### Passage shown
Sign multiple XML documents (batch)

Sign many XML files with a single PKCS#11 session (the card PIN is entered only once). This mirrors sign-batch for PDFs and is convenient for bulk workflows such as electronic invoicing.

# Explicit file list
firmauy sign-xml-batch file1.xml file2.xml --output-dir ~/signed

# Whole directory (add --recursive to descend into subfolders)
firmauy sign-xml-batch --input-dir ~/docs --output-dir ~/signed

For unattended bulk signing, supply the PIN non-interactively (entered once for the whole batch), exactly as with the other commands:

# PIN from an environment variable
firmauy sign-xml-batch --input-dir ~/docs --output-dir ~/signed \
  --pin-source env --pin-env-var MY_PIN

# PIN from stdin
echo "1234" | firmauy sign-xml-batch --input-dir ~/docs --output-dir ~/signed --pin-source stdin

Output files are named <original-name>_firmado.xml by default; change it with --suffix. The output directory is created automatically. All the sign-xml options (token, certificate and PIN selection, --timezone, --overwrite) also apply.

Make sure you have reviewed all documents before signing them in batch.

Verify a signed XML

Verify a signed XAdES XML locally: signature integrity plus, when trust anchors are available, the certificate chain up to the Uruguayan national root. No smart card is needed to verify.

This project does not redistribute the state CA certificates. To enable chain validation, fetch them once from their official sources (the national root is checked against a pinned fingerprint and cached locally), or supply your own with --ca-file:

# Cache the national CAs from their official sources (one time)
firmauy fetch-cas

# Verify (integrity + chain to the national root, using the cached CAs)
firmauy verify-xml signed.xml

# Only check signature integrity, skip the certificate chain
firmauy verify-xml signed.xml --no-trust

# Use your own trust anchors instead (PEM bundle: root + intermediates)
firmauy verify-xml signed.xml --ca-file my-cas.pem

# Also check certificate revocation via CRL/OCSP (needs network)

### Items
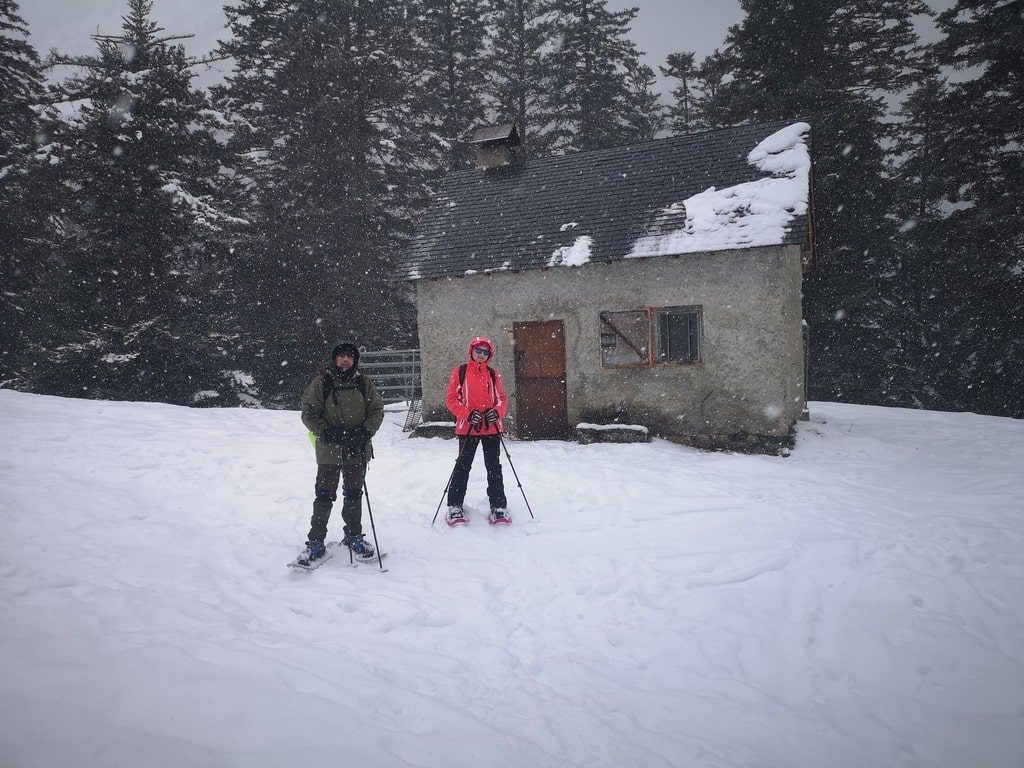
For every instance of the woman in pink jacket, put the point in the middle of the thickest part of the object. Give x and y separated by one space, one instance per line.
476 399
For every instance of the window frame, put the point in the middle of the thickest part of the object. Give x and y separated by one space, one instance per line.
653 318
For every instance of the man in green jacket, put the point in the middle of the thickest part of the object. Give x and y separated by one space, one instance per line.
343 410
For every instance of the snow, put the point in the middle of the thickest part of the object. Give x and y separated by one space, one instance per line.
856 604
576 255
747 215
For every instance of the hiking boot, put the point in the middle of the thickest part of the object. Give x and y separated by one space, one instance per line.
313 551
456 516
359 546
499 516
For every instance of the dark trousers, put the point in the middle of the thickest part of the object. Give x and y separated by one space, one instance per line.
492 460
328 476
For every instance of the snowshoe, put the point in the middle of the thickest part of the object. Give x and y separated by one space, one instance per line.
359 546
499 516
311 557
456 516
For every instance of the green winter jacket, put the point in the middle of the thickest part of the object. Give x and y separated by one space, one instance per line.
328 401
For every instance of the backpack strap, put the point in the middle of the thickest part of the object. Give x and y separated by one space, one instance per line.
462 379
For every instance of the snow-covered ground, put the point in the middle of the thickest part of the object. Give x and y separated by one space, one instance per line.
858 603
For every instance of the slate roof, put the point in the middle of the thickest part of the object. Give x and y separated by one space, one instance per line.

### Stated problem 1
Translate this sentence from the XML signing guide into Spanish: "The output directory is created automatically."
### Stated problem 2
Print the part of the XML signing guide that begins at the words "Sign multiple XML" and stops after the words "descend into subfolders)", without changing anything.
The data have no connection to the XML signing guide.

### Full solution 1
El directorio de salida se crea automáticamente.

### Full solution 2
Sign multiple XML documents (batch)

Sign many XML files with a single PKCS#11 session (the card PIN is entered only once). This mirrors sign-batch for PDFs and is convenient for bulk workflows such as electronic invoicing.

# Explicit file list
firmauy sign-xml-batch file1.xml file2.xml --output-dir ~/signed

# Whole directory (add --recursive to descend into subfolders)